Information:
---------------

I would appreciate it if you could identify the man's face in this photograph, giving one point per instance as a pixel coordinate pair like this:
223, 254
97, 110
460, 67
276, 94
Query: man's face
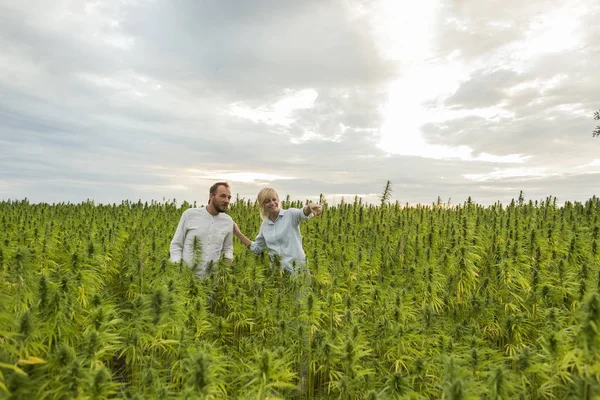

---------------

Exercise goal:
The output has to match the data above line for line, except that pictures are dropped.

Expected output:
I would appreciate it if you could identify the man's face in this photograph, giving one point per instance as a pixel coordinate pair like this:
223, 254
97, 110
460, 67
276, 94
Query: man's face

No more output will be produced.